What to produce:
Extract the data below into your answer, reproducing every line exactly as it appears. Leave out the pictures.

Excerpts of labeled region data
★ ★ ★ ★ ★
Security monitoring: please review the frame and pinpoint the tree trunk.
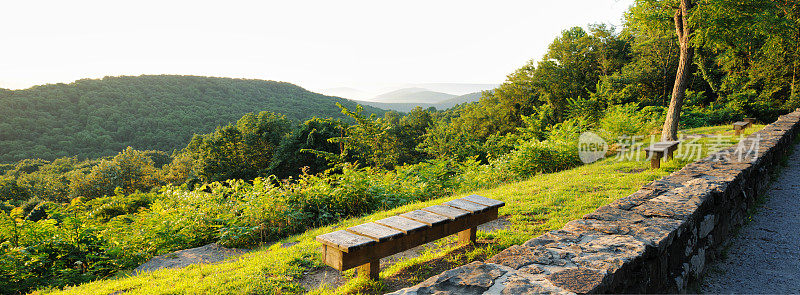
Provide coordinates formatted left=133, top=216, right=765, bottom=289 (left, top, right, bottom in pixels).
left=661, top=0, right=694, bottom=141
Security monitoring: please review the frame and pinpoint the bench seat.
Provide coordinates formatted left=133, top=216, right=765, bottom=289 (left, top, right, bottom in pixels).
left=644, top=141, right=680, bottom=169
left=733, top=121, right=750, bottom=136
left=316, top=195, right=505, bottom=279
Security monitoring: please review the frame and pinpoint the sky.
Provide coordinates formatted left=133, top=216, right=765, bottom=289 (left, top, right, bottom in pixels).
left=0, top=0, right=633, bottom=95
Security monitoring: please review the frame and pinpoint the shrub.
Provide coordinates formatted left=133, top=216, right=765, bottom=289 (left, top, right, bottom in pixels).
left=504, top=141, right=581, bottom=177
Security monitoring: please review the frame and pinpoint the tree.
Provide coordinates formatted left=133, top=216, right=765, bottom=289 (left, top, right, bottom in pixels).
left=661, top=0, right=694, bottom=141
left=185, top=111, right=291, bottom=182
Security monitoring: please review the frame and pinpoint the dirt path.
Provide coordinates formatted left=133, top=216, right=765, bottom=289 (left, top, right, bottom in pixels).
left=133, top=244, right=250, bottom=275
left=700, top=145, right=800, bottom=294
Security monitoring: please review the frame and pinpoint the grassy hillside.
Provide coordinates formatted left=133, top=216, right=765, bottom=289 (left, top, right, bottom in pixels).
left=50, top=126, right=763, bottom=294
left=0, top=75, right=383, bottom=163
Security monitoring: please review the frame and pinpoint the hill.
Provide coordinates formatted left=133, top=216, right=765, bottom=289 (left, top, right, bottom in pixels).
left=373, top=87, right=455, bottom=103
left=43, top=126, right=763, bottom=294
left=356, top=92, right=482, bottom=112
left=0, top=75, right=384, bottom=163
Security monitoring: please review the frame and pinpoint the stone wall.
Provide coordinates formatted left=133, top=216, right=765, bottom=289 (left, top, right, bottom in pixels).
left=395, top=109, right=800, bottom=294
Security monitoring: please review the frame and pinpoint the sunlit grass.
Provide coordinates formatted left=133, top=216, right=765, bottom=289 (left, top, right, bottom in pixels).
left=42, top=125, right=763, bottom=294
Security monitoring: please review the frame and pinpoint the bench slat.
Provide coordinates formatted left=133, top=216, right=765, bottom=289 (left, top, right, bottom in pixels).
left=444, top=199, right=489, bottom=213
left=400, top=210, right=450, bottom=226
left=422, top=205, right=472, bottom=220
left=461, top=195, right=506, bottom=208
left=317, top=230, right=375, bottom=253
left=375, top=216, right=429, bottom=234
left=347, top=222, right=403, bottom=242
left=644, top=145, right=669, bottom=153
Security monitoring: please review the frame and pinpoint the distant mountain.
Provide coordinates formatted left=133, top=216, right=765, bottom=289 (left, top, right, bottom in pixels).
left=435, top=91, right=483, bottom=110
left=356, top=92, right=482, bottom=112
left=319, top=87, right=372, bottom=99
left=408, top=83, right=500, bottom=95
left=372, top=87, right=456, bottom=103
left=0, top=75, right=385, bottom=163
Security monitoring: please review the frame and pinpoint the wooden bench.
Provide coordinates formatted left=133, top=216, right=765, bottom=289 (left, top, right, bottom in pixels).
left=733, top=121, right=750, bottom=136
left=316, top=195, right=505, bottom=280
left=644, top=141, right=680, bottom=169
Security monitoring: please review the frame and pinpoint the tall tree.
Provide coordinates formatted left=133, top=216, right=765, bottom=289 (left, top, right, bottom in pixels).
left=661, top=0, right=694, bottom=141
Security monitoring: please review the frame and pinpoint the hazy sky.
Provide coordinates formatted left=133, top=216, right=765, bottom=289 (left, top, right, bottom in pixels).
left=0, top=0, right=632, bottom=89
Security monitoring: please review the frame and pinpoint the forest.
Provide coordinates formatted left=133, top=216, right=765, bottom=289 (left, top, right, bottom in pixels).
left=0, top=75, right=384, bottom=163
left=0, top=0, right=800, bottom=293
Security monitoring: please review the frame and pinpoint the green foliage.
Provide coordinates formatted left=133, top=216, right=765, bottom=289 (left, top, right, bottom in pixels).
left=186, top=112, right=291, bottom=182
left=599, top=103, right=661, bottom=142
left=70, top=147, right=163, bottom=199
left=0, top=75, right=384, bottom=164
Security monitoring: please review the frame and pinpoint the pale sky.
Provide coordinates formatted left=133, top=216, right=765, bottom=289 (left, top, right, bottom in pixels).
left=0, top=0, right=632, bottom=90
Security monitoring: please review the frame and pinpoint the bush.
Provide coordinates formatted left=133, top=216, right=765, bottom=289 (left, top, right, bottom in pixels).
left=505, top=141, right=581, bottom=177
left=600, top=103, right=647, bottom=141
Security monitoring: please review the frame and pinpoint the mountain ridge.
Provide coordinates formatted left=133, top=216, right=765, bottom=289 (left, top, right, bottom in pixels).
left=0, top=75, right=385, bottom=163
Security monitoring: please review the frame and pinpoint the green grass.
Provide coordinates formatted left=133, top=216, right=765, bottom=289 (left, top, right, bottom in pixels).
left=39, top=125, right=763, bottom=294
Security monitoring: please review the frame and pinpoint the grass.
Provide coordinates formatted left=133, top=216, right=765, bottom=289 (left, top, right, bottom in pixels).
left=40, top=125, right=763, bottom=294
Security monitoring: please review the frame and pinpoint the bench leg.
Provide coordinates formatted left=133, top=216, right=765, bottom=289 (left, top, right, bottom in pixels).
left=357, top=260, right=381, bottom=281
left=650, top=153, right=661, bottom=169
left=458, top=227, right=478, bottom=245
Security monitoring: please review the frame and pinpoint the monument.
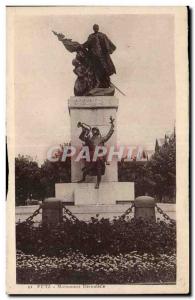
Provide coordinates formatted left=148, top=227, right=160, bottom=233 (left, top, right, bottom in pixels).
left=53, top=24, right=134, bottom=219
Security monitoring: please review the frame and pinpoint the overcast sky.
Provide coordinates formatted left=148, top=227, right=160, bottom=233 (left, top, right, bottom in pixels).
left=14, top=14, right=175, bottom=162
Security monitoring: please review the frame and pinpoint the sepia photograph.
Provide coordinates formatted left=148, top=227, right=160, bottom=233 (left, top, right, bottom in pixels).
★ ★ ★ ★ ★
The response:
Security monitoring: please review the frame and pinpoint the tree trunk.
Provide coordinates formatted left=133, top=216, right=765, bottom=289 (left, top, right, bottom in pixels).
left=661, top=0, right=694, bottom=141
Security monitoring: please review the frame and pinpoint the bench seat.
Provide coordinates formatted left=133, top=216, right=765, bottom=289 (left, top, right, bottom in pixels).
left=644, top=141, right=680, bottom=169
left=733, top=121, right=750, bottom=136
left=316, top=195, right=505, bottom=279
Security monitoring: please review the frame and pinpoint the sky.
Provide coordinates formatted left=133, top=216, right=765, bottom=289 (left, top, right, bottom in pixels).
left=0, top=0, right=633, bottom=95
Security monitoring: please review the frame and pinpoint the shrub.
Provide coordinates formatted left=133, top=216, right=765, bottom=289 (left, top, right, bottom in pixels).
left=504, top=141, right=581, bottom=177
Security monitoring: please review the frame and pinpoint the tree.
Provide coordinates formatted left=133, top=216, right=765, bottom=289 (left, top, right, bottom in pixels).
left=661, top=0, right=694, bottom=141
left=185, top=111, right=291, bottom=182
Security monitoring: please review the frame and pinpoint the dirt path.
Provide coordinates formatted left=133, top=216, right=765, bottom=289 (left, top, right, bottom in pixels).
left=133, top=244, right=250, bottom=275
left=700, top=145, right=800, bottom=294
Security monitoring: please review the frame and pinpoint the grassy hillside.
Provide coordinates formatted left=133, top=216, right=765, bottom=289 (left, top, right, bottom in pixels).
left=50, top=126, right=763, bottom=294
left=0, top=75, right=383, bottom=163
Security monitoring: please review the frame and pinpoint the hill.
Provide coordinates formatted left=133, top=216, right=765, bottom=289 (left, top, right, bottom in pixels).
left=373, top=87, right=455, bottom=103
left=43, top=126, right=763, bottom=294
left=356, top=92, right=482, bottom=112
left=0, top=75, right=384, bottom=163
Security monitoring: please review the frame and pinpoint the stone wall.
Provide coordinates formatted left=133, top=216, right=765, bottom=289 (left, top, right, bottom in pixels).
left=395, top=109, right=800, bottom=294
Security monitoring: please review the frame and pinpoint the sunlit grass.
Provide coordinates formatted left=133, top=216, right=765, bottom=289 (left, top, right, bottom in pixels).
left=42, top=125, right=763, bottom=294
Security monitoring: please review the frame and pinpoint the bench slat.
Provide coordinates formatted left=133, top=216, right=765, bottom=289 (left, top, right, bottom in pixels).
left=444, top=199, right=489, bottom=213
left=400, top=210, right=450, bottom=226
left=422, top=205, right=472, bottom=220
left=461, top=195, right=506, bottom=208
left=317, top=230, right=375, bottom=253
left=375, top=216, right=429, bottom=234
left=347, top=222, right=403, bottom=242
left=644, top=145, right=669, bottom=153
Security monitoring: please review the frame and pinpoint the distant mountain.
Provide coordinates formatted left=133, top=216, right=765, bottom=289 (left, top, right, bottom in pixels).
left=435, top=91, right=483, bottom=110
left=356, top=92, right=482, bottom=112
left=319, top=87, right=372, bottom=99
left=408, top=83, right=500, bottom=95
left=372, top=87, right=456, bottom=103
left=0, top=75, right=385, bottom=163
Security monitoring: please review the frame and pinpoint the wooden bench.
Provide coordinates formatted left=133, top=216, right=765, bottom=289 (left, top, right, bottom in pixels).
left=733, top=121, right=750, bottom=136
left=316, top=195, right=505, bottom=280
left=644, top=141, right=680, bottom=169
Security monitoring: please review the frame and pinpoint the tall tree.
Provide coordinates formatted left=133, top=216, right=765, bottom=289 (left, top, right, bottom in pixels).
left=661, top=0, right=694, bottom=141
Security monitoring: please review the frame and pinpoint the hazy sky.
Provide coordinates formatted left=133, top=216, right=765, bottom=289 (left, top, right, bottom in pixels).
left=0, top=0, right=632, bottom=89
Security monitoring: please review the frame and pinpoint the forest.
Provide coordinates formatted left=133, top=216, right=765, bottom=289 (left, top, right, bottom in pixels).
left=0, top=75, right=384, bottom=163
left=0, top=0, right=800, bottom=293
Security monitoring: please review the frame and pinpoint the green foliage.
Provide coordinates formatted left=133, top=216, right=765, bottom=289 (left, top, right, bottom in pixels).
left=186, top=112, right=291, bottom=182
left=599, top=103, right=661, bottom=142
left=70, top=147, right=163, bottom=199
left=0, top=75, right=384, bottom=164
Security monitoring: please review the frame and pinpoint the pale sky.
Provide coordinates formatted left=133, top=216, right=765, bottom=289 (left, top, right, bottom in pixels).
left=0, top=0, right=632, bottom=90
Security monitoring: please review the frame and pinpoint the bush.
Provide coordinates formatted left=133, top=216, right=765, bottom=289 (left, top, right, bottom in pixels).
left=505, top=141, right=581, bottom=177
left=600, top=103, right=647, bottom=141
Security monitoring: please review the frame and pinpoint the mountain ridge.
Provide coordinates formatted left=133, top=216, right=765, bottom=289 (left, top, right, bottom in pixels).
left=0, top=75, right=385, bottom=163
Security monitoring: please review the frame and pinpoint the green grass.
Provide coordinates formatted left=133, top=216, right=765, bottom=289 (left, top, right, bottom in pixels).
left=39, top=125, right=763, bottom=294
Security monitoring: please review the frame and pinpoint the grass.
Provide coordinates formatted left=133, top=216, right=765, bottom=289 (left, top, right, bottom in pixels).
left=40, top=125, right=763, bottom=294
Security monitoring: please review the frame and pinpoint the bench leg.
Provide coordinates formatted left=133, top=216, right=765, bottom=289 (left, top, right, bottom in pixels).
left=357, top=260, right=381, bottom=281
left=650, top=153, right=661, bottom=169
left=458, top=227, right=478, bottom=245
Security monitoring: please review the frame and pinpoint the monument.
Provide coordinates formatted left=148, top=227, right=160, bottom=233 (left, top, right, bottom in pixels).
left=53, top=24, right=134, bottom=219
Security monitoring: please review the frame and pinpoint the overcast sky.
Provide coordinates formatted left=148, top=227, right=160, bottom=233 (left, top, right, bottom in pixels).
left=14, top=14, right=175, bottom=162
Security monitoring: please review the frame and pinpoint the sepia photograph.
Provide coordinates formatted left=148, top=227, right=160, bottom=233 (left, top, right, bottom in pixels).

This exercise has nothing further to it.